Problem A >>
Which health problems does the diabetes article say increased blood glucose can lead to over time?
Problem B >>
In the diabetes article, how many cups of coffee were the caffeine capsules equal to?

Given text >>
Rates of obesity have been rising in the United States and Western Europe for the past few decades. But in recent years, people in other parts of the world are becoming obese as well — places such as Australia, India, China and Southeast Asia. And, as Rose Hoban reports, with the rise of obesity has come an increase in Type 2 diabetes.

Obese people can develop Type 2 diabetes
Obese people can develop Type 2 diabetes
People who gain weight are much more likely to develop Type 2 diabetes, characterized by increased levels of sugar, or glucose, in the blood. But Duke University researcher James Lane believes blood glucose can become elevated from more than just eating too much. The North Carolina-based scientist has been studying what happens to the blood glucose of diabetic patients after they drink caffeine.

He recruited 10 adults who had Type 2 diabetes and who were also daily coffee drinkers.

"We used a new, innovative technology that enables us to measure glucose levels in these people continuously for three days," he explains. "On one of these three days, we gave them caffeine capsules, equal to about four cups of coffee. And on the other days we gave them placebo capsules that contain no active drug."

Increased blood glucose is a problem because over time it causes damage to the body, leading to kidney disease, blindness and circulatory problems. Lane and his colleagues found that in his diabetic patients, blood glucose levels were higher throughout the days they had caffeine.

Entries provided >>
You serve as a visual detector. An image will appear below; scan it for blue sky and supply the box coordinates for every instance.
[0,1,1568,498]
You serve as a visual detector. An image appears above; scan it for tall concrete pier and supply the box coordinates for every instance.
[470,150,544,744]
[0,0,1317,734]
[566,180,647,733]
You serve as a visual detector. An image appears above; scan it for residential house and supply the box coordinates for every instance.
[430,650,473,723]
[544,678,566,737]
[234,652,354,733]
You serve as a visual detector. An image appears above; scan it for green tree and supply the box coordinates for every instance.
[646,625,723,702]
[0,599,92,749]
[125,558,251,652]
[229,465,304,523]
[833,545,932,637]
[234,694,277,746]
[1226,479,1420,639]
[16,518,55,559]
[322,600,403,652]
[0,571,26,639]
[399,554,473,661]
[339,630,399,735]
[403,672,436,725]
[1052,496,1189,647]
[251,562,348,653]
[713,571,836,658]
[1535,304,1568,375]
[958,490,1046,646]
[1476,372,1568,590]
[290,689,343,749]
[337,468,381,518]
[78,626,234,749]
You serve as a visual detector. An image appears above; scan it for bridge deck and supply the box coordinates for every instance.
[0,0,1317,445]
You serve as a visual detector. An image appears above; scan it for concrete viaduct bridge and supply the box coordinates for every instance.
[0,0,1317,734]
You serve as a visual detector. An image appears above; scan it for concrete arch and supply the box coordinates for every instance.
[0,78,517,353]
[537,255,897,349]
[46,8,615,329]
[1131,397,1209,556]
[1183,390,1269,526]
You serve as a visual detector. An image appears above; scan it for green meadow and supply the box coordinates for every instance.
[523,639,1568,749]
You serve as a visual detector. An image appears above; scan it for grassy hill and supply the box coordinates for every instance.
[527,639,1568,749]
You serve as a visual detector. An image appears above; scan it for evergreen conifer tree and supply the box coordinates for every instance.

Answer area A >>
Kidney disease, blindness and circulatory problems.

Answer area B >>
About four cups of coffee.